Reproduce the material below with every occurrence of "keypoint" replaced by "marker", changing nothing else.

·····

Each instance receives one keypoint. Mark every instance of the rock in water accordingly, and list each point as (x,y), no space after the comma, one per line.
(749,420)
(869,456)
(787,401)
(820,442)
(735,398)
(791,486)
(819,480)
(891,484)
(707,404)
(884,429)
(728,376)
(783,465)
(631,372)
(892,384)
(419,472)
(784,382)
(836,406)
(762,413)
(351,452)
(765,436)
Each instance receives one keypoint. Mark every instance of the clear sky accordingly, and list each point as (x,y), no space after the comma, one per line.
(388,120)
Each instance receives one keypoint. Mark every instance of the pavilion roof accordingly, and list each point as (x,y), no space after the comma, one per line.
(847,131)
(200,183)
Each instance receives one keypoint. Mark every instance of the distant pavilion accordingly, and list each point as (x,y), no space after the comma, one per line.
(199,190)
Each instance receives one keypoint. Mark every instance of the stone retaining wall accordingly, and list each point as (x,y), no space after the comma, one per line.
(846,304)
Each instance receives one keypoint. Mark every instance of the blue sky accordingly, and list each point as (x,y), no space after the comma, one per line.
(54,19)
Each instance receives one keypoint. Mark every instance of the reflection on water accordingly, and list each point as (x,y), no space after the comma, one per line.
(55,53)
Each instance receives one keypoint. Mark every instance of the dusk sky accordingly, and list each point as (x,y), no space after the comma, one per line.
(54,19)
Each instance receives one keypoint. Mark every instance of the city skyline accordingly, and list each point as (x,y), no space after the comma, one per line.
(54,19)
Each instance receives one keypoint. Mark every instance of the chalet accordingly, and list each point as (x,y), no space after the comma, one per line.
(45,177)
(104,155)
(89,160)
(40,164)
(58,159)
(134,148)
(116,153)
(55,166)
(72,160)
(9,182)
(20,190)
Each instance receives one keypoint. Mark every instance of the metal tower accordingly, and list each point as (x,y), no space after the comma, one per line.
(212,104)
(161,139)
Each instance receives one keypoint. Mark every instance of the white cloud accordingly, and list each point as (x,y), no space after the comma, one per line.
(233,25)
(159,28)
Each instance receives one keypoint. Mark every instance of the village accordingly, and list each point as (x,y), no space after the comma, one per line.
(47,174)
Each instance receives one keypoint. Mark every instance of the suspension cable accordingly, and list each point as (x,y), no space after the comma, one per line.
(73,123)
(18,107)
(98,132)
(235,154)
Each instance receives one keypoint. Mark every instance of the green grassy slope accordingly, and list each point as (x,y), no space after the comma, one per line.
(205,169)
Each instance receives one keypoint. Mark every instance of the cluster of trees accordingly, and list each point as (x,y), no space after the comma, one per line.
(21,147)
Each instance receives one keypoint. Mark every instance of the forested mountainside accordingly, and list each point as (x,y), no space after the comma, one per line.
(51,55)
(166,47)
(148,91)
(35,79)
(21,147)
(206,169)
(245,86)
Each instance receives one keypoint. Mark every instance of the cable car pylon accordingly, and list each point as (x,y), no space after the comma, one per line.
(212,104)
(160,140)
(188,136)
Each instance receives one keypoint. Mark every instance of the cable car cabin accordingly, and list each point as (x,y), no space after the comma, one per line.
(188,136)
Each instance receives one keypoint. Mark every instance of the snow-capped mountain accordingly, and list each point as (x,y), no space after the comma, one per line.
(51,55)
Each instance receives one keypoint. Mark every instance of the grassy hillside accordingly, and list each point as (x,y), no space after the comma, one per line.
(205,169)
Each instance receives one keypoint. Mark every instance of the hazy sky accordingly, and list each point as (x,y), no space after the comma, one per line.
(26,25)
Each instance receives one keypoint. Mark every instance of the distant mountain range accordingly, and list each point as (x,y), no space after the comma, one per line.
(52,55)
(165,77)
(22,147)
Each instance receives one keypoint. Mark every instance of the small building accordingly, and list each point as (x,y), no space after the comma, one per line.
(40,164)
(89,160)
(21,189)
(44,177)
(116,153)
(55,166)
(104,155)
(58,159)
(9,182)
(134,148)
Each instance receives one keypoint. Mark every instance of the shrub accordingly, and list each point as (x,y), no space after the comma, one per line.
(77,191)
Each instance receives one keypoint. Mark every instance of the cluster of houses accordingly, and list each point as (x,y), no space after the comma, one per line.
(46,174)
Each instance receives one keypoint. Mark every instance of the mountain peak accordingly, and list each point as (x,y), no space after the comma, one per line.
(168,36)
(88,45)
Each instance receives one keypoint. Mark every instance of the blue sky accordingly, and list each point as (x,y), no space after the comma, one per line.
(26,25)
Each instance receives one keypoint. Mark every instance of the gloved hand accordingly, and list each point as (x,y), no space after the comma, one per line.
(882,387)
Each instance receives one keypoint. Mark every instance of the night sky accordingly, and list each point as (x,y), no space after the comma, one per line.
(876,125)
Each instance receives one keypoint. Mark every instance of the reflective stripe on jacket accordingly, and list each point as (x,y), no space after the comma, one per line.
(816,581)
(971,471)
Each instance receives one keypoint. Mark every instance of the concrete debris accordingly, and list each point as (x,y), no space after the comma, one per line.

·····

SOLVED PROBLEM:
Each instance receives one marker. Mark every instance of the rock in water accordingly, and list each point as (x,y), no space after the comma, one per line.
(749,420)
(869,456)
(787,401)
(820,442)
(735,398)
(791,486)
(819,480)
(891,484)
(707,404)
(884,429)
(728,376)
(783,465)
(631,372)
(892,384)
(419,472)
(784,382)
(836,406)
(762,413)
(351,452)
(765,436)
Each instance receives one marker. Mark every instance of the clear sky accordingly, and list each point as (x,y), no space after the comma, one per line.
(388,120)
Each instance receives one marker. Mark every instance of the pavilion roof accordingly, and list each point as (x,y), no space after the comma, one per line.
(847,131)
(200,183)
Each instance receives one marker. Mark every instance of the distant pavilion accordingly, and list each point as (x,y), no space after the comma, one per line.
(199,190)
Each instance receives one marker. Mark every instance of the stone retaining wall accordingly, and list each point as (x,y), no space after the comma, one per line.
(846,304)
Each instance receives one marker. Mark every instance of the blue sky accordingly, and list each point as (x,y), no space after the comma, one per line.
(54,19)
Each instance receives one marker. Mark every instance of the reflection on water accordingly, and list each point as (x,y), no space after the comma, one per line.
(55,53)
Each instance receives one marker. Mark every instance of the dusk sky accordingly, and list each point as (x,y), no space after the comma, one per line.
(54,19)
Each instance receives one marker. Mark every instance of the city skyline accordingly, and list each point as (x,y), no space after the comma, one per line.
(54,19)
Each instance receives one marker. Mark every instance of the chalet accordingly, and list each point as (x,y), no space after the comma, one per line.
(45,177)
(104,155)
(89,160)
(40,164)
(58,159)
(134,148)
(116,153)
(55,166)
(72,160)
(9,182)
(20,190)
Each instance receives one marker. Mark every instance of the metal tower accordingly, and list each point as (x,y), no space after the comma, one per line.
(212,104)
(161,139)
Each instance receives one marker. Mark every instance of the white cloud accordingly, and list each point as (x,y), no space after the comma, one per line.
(233,25)
(159,28)
Each instance receives one marker. Mark every instance of the village accordingly, and list each point as (x,y), no space after the comma, one per line.
(47,174)
Each instance receives one marker. Mark every instance of the suspension cable accordingly, and list each point as (x,y), no space after the comma, one per line.
(73,123)
(18,107)
(98,132)
(235,154)
Each instance receives one marker. Mark every instance of the green grassy slope accordingly, and list each point as (x,y), no space after the comma, one per line.
(205,169)
Each instance receives one marker. Mark every instance of the cluster of trees accordingly, and list each point as (x,y), no space after the comma, one per line.
(21,147)
Each instance receives one marker. Mark every instance of the forested mountainside accordingly, and list each point as (x,y), no space after the comma, one per line.
(51,55)
(166,47)
(148,91)
(35,79)
(21,147)
(206,169)
(245,86)
Each instance receives one marker. Mark every instance of the cable car pylon accordingly, and list each point as (x,y), no space after the comma, one per line.
(212,104)
(160,140)
(188,136)
Each instance receives one marker. Mark every instance of the cable car cabin accordingly, and list each point as (x,y), no space after the comma, one per line.
(188,136)
Each instance receives one marker. Mark every instance of the snow-capped mountain accordingly, and list each point as (x,y), no space after the comma, one per line.
(51,55)
Each instance receives one marker. Mark every instance of the grassy hillside accordingly, and list each point as (x,y), no space after the comma, one per line.
(205,169)
Each instance receives one marker. Mark every instance of the hazy sky accordingly, and list each point as (x,y), no space after the comma, one per line.
(26,25)
Each instance receives one marker. Mark every instance of the distant mountain range accordingly, and list each point as (x,y), no space after the comma, one per line.
(52,55)
(165,77)
(22,147)
Each instance receives one marker. Mark every instance of the small building accordingly, and list each point as (x,y), no space after the comma, one per line.
(40,164)
(89,160)
(21,189)
(44,177)
(116,153)
(55,166)
(104,155)
(58,159)
(9,182)
(134,148)
Each instance receives one marker. Mark every instance of the shrub accordingly, and list each point as (x,y), no space after the comma, one per line.
(77,191)
Each instance receives one marker. Mark every instance of the cluster of houses accordingly, and list each point as (x,y), no space after the comma, one per line.
(46,174)
Each instance receives one marker. Mark every instance of the mountain peak accordingly, and list each point as (x,y), no space after the comma, one per line.
(168,36)
(88,45)
Each instance receives one marker. Mark every instance of the blue sky accordingly, and list each point as (x,y), no space after the comma, one per line.
(26,25)
Each instance receives one marker. Mark every instance of the gloved hand accordingly, and list each point as (x,y), no space after the comma, one per line.
(882,387)
Each instance receives one marker. Mark every instance of the night sky accordingly, and list each point as (x,y), no space after the comma, one per line.
(876,125)
Each instance receives one marker. Mark every instance of the reflective stripe on jacket accordingly, and list each point as (x,y), no space after the comma, one per line.
(816,581)
(971,471)
Each instance receives one marker. Mark every instance of the concrete debris accordingly, and list each point as (x,y), no space after the comma, one per line.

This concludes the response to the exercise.